| REQUEST |
Output each entry exactly; skip nothing.

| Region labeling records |
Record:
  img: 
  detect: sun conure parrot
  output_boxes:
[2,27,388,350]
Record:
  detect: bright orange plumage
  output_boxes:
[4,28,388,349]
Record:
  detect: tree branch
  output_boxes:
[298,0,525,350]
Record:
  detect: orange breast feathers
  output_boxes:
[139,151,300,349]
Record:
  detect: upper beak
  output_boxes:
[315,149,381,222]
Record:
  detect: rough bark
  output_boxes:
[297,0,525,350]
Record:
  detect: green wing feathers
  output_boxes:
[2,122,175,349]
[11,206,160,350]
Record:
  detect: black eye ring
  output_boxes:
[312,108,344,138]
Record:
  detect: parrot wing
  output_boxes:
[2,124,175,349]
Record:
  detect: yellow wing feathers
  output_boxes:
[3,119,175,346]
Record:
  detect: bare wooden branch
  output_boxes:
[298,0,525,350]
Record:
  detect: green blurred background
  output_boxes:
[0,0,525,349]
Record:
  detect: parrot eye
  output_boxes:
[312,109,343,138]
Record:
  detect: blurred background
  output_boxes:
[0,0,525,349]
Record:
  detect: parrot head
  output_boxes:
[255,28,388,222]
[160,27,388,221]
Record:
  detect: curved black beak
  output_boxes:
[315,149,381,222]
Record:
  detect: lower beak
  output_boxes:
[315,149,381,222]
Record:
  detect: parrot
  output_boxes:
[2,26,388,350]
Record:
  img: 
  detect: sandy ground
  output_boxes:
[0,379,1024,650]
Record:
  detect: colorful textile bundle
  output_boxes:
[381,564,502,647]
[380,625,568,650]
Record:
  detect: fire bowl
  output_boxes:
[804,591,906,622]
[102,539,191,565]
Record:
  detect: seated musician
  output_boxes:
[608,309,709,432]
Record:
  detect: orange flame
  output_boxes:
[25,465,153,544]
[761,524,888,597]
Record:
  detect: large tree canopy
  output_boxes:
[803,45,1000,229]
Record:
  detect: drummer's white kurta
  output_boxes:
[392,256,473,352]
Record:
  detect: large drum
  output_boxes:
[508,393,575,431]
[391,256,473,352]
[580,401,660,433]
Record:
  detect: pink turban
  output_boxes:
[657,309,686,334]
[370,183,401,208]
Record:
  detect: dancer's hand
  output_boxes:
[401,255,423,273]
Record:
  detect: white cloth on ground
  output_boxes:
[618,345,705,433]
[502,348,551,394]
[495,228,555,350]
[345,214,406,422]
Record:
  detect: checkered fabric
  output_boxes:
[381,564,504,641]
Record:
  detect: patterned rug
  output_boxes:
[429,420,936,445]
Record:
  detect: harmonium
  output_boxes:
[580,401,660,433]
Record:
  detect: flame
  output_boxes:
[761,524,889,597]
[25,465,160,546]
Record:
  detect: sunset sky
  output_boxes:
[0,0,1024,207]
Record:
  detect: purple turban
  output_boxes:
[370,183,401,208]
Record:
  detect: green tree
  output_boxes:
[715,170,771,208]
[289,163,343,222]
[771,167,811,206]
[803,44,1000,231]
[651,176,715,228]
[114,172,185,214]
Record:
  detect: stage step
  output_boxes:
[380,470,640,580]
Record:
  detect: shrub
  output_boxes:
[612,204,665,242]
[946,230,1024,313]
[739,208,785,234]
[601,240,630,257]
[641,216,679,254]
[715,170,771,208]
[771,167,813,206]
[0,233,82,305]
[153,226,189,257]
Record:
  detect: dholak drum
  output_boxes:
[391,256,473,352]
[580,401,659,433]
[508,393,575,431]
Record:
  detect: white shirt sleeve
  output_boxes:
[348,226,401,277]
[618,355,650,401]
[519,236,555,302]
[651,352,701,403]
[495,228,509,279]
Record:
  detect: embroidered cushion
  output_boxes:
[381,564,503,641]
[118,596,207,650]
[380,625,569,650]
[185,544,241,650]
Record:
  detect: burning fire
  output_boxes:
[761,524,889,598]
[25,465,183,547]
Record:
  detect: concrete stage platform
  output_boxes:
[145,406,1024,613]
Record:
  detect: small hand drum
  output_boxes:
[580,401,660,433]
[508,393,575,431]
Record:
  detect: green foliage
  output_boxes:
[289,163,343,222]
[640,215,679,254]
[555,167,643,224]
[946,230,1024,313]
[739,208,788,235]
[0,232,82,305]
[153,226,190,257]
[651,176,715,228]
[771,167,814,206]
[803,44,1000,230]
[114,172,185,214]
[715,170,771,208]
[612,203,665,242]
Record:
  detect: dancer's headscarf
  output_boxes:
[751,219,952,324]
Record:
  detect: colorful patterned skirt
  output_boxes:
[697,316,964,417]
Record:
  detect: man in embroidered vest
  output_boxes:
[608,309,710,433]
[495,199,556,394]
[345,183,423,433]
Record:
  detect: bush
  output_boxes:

| RESPONSE |
Record:
  img: 
  detect: sun conure parrot
  output_boxes:
[2,27,388,350]
Record:
  detect: bright orange plumage
  output_boxes:
[4,28,388,349]
Record:
  detect: tree branch
  output_boxes:
[298,0,525,350]
Record:
  detect: orange breast feathers
  output_boxes:
[139,151,300,349]
Record:
  detect: upper beak
  output_boxes:
[315,149,381,222]
Record:
  detect: rough bark
  output_boxes:
[297,0,525,350]
Record:
  detect: green wing feathers
  output_boxes:
[2,122,175,349]
[11,206,160,350]
Record:
  detect: black eye ring
  output_boxes:
[312,108,344,138]
Record:
  detect: parrot wing
  output_boxes:
[2,124,175,349]
Record:
  detect: yellow wing feathers
  output_boxes:
[3,119,175,346]
Record:
  detect: bare wooden branch
  output_boxes:
[298,0,525,350]
Record:
  detect: green blurred background
  output_boxes:
[0,0,525,349]
Record:
  detect: parrot eye
  output_boxes:
[312,109,343,138]
Record:
  detect: blurred background
  output_boxes:
[0,0,525,349]
Record:
  detect: parrot head
  output_boxes:
[255,28,388,222]
[160,27,388,221]
Record:
  detect: curved black beak
  output_boxes:
[315,149,381,222]
Record:
  detect: lower beak
  output_boxes:
[315,149,381,222]
Record:
  detect: parrot
  output_boxes:
[2,26,388,350]
Record:
  img: 
  detect: sandy ground
  output_boxes:
[0,379,1024,650]
Record:
  detect: colorful textile bundle
  output_boxes:
[381,564,502,647]
[380,625,568,650]
Record:
  detect: fire bowl
  output_boxes:
[804,591,906,622]
[102,539,191,565]
Record:
  detect: seated musician
  output_boxes:
[608,309,709,432]
Record:
  detect: orange flame
  output_boxes:
[25,465,153,544]
[761,524,888,597]
Record:
  detect: large tree canopy
  output_boxes:
[803,45,1000,229]
Record:
  detect: drummer's white kurta
  output_boxes:
[392,256,473,352]
Record:
  detect: large drum
  output_boxes:
[508,393,575,431]
[391,256,473,352]
[580,401,660,433]
Record:
  detect: pink turban
  output_boxes:
[657,309,686,334]
[370,183,401,208]
Record:
  detect: dancer's hand
  output_boxes:
[401,255,423,273]
Record:
  detect: white cloth on ground
  output_boxes:
[618,345,705,433]
[502,348,551,394]
[495,228,555,350]
[345,214,406,422]
Record:
  detect: checkered fabric
  output_boxes:
[381,564,504,641]
Record:
  detect: patterned rug
  output_boxes:
[429,420,936,445]
Record:
  detect: harmonium
  output_boxes:
[580,401,660,433]
Record:
  detect: flame
  output_boxes:
[761,524,889,597]
[25,465,160,546]
Record:
  detect: sunset sky
  output_boxes:
[0,0,1024,207]
Record:
  detect: purple turban
  output_boxes:
[370,183,401,208]
Record:
  detect: green tree
  output_boxes:
[715,170,771,208]
[289,163,343,222]
[771,167,811,206]
[803,44,1000,231]
[651,176,715,228]
[114,172,185,214]
Record:
  detect: stage step
  output_boxes:
[380,470,640,580]
Record:
  detect: shrub
  output_boxes:
[612,204,665,242]
[946,230,1024,313]
[739,208,785,234]
[601,240,630,257]
[641,216,679,254]
[715,170,771,208]
[771,167,813,206]
[0,233,82,305]
[153,226,189,257]
Record:
  detect: dholak drum
  output_boxes:
[391,256,473,352]
[580,401,659,433]
[508,393,575,431]
Record:
  detect: white shirt sleeve
  output_boxes:
[348,226,401,277]
[618,355,650,401]
[519,236,555,302]
[651,352,701,403]
[495,228,509,279]
Record:
  detect: embroidered cushion
  output_boxes:
[381,564,503,641]
[118,596,207,650]
[380,625,569,650]
[185,544,241,650]
Record:
  detect: burning fire
  output_boxes:
[761,524,889,598]
[25,465,183,547]
Record:
  detect: concrete stage platform
  output_boxes:
[145,406,1024,613]
Record:
  detect: small hand drum
  output_boxes:
[580,401,660,433]
[508,393,575,431]
Record:
  detect: green foliage
  output_boxes:
[289,163,343,222]
[640,215,679,254]
[555,167,643,224]
[946,230,1024,313]
[739,208,788,235]
[0,232,82,305]
[153,226,190,257]
[651,176,715,228]
[771,167,814,206]
[803,44,1000,230]
[114,172,185,214]
[715,170,771,208]
[612,203,665,242]
Record:
  detect: dancer's headscarf
  output_boxes:
[751,219,952,324]
Record:
  detect: colorful patterned skirt
  output_boxes:
[697,316,964,417]
Record:
  detect: man in embroidered vest
  output_boxes:
[608,309,710,433]
[495,199,556,394]
[345,183,423,433]
Record:
  detect: bush
  output_boxes:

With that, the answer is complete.